▸ TASK REQUIREMENTS: Find every line in the records below that contains the word "smoke" and copy each of those lines.

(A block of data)
________________
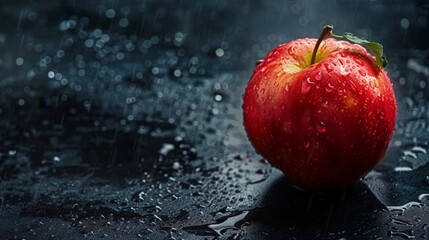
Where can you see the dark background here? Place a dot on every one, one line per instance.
(122, 120)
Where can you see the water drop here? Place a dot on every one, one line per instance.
(423, 196)
(328, 67)
(291, 51)
(166, 148)
(404, 207)
(318, 76)
(305, 87)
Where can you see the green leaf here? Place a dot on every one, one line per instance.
(375, 48)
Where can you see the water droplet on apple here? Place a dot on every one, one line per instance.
(329, 87)
(362, 72)
(291, 51)
(318, 76)
(328, 67)
(321, 127)
(305, 87)
(352, 85)
(310, 81)
(358, 61)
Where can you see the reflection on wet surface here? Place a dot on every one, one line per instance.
(122, 120)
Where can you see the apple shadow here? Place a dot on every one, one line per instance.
(287, 211)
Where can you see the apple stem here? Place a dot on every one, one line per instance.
(327, 31)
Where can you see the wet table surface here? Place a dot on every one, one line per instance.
(122, 120)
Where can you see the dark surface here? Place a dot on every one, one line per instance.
(122, 120)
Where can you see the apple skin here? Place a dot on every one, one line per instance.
(324, 125)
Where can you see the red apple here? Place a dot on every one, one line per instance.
(325, 124)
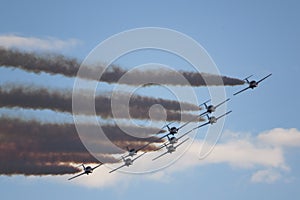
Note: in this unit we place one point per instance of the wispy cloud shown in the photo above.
(35, 43)
(266, 175)
(240, 151)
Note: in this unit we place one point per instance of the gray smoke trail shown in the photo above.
(59, 100)
(58, 64)
(35, 148)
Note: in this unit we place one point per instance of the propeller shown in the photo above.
(205, 103)
(222, 103)
(248, 77)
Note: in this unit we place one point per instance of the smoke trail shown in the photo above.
(59, 100)
(35, 148)
(58, 64)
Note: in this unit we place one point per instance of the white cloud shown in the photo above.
(254, 153)
(33, 43)
(281, 137)
(266, 175)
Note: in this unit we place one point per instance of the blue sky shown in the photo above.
(242, 37)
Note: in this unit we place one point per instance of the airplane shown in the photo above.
(173, 130)
(211, 108)
(87, 170)
(252, 84)
(127, 162)
(174, 140)
(212, 119)
(170, 148)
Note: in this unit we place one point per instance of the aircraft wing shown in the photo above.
(187, 133)
(181, 142)
(138, 156)
(224, 114)
(117, 168)
(202, 125)
(263, 78)
(241, 90)
(160, 155)
(222, 103)
(76, 176)
(97, 166)
(186, 123)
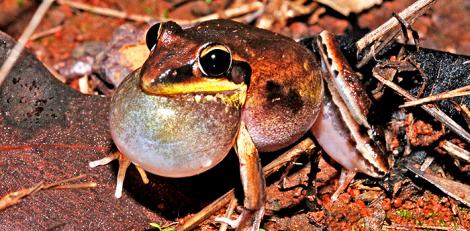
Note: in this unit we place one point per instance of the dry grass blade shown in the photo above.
(15, 197)
(306, 145)
(423, 227)
(435, 112)
(16, 51)
(391, 28)
(463, 91)
(228, 13)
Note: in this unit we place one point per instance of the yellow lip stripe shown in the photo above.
(201, 86)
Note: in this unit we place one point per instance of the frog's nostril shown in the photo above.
(241, 72)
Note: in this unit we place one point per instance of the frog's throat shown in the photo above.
(229, 93)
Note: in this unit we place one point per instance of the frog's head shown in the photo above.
(183, 62)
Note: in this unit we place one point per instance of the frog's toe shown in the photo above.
(232, 223)
(249, 220)
(124, 163)
(105, 160)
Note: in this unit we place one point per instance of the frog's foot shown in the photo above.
(124, 163)
(248, 220)
(345, 178)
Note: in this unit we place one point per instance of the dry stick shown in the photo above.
(16, 197)
(106, 11)
(45, 33)
(463, 91)
(16, 51)
(306, 145)
(229, 13)
(455, 150)
(391, 26)
(231, 206)
(435, 112)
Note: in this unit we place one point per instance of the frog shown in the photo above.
(222, 84)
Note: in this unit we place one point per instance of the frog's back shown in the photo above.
(285, 88)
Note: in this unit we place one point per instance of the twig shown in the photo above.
(463, 91)
(106, 11)
(455, 150)
(409, 227)
(228, 13)
(392, 26)
(45, 33)
(16, 51)
(16, 197)
(306, 145)
(433, 111)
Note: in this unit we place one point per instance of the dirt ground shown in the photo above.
(364, 205)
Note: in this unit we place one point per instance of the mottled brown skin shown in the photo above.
(285, 88)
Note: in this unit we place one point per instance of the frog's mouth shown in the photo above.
(202, 89)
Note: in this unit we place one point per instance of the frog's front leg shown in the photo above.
(124, 163)
(342, 128)
(253, 182)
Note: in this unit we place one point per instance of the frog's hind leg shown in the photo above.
(124, 163)
(253, 182)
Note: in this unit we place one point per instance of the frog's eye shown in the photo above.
(215, 60)
(153, 34)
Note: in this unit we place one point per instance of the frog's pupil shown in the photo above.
(215, 63)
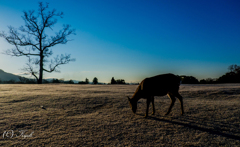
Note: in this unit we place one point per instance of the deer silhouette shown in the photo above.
(160, 85)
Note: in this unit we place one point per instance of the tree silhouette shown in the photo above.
(32, 41)
(95, 80)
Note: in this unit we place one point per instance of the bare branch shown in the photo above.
(59, 60)
(29, 68)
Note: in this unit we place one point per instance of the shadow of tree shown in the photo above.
(213, 127)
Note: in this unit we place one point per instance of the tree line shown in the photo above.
(232, 76)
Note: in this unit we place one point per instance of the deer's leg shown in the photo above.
(172, 103)
(148, 102)
(181, 102)
(153, 105)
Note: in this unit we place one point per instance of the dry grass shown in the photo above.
(99, 115)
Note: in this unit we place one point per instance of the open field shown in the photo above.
(99, 115)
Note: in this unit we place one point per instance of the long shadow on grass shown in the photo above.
(211, 131)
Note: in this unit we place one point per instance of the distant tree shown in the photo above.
(32, 41)
(55, 81)
(189, 80)
(203, 81)
(95, 80)
(113, 81)
(81, 82)
(22, 79)
(86, 81)
(70, 82)
(120, 81)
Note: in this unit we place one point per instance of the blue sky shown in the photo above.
(134, 39)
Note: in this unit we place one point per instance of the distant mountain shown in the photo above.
(4, 76)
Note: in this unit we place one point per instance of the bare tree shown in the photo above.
(35, 44)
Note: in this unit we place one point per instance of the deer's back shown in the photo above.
(160, 85)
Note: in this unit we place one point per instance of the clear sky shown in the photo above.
(134, 39)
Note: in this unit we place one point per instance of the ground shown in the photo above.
(99, 115)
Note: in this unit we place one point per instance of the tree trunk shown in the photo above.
(40, 69)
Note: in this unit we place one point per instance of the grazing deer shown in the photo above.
(159, 85)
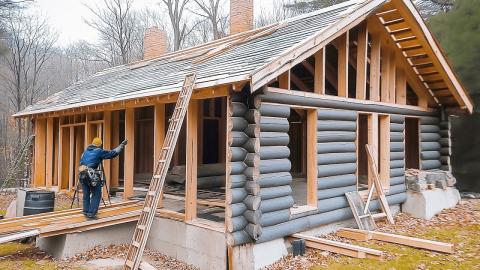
________________
▸ FULL OUTPUT:
Note: in this unit we place one point per instance of the gray smoke trail shown in the photo above.
Note: in this unit we place one point per instance of the smoke trail shown in the photo above.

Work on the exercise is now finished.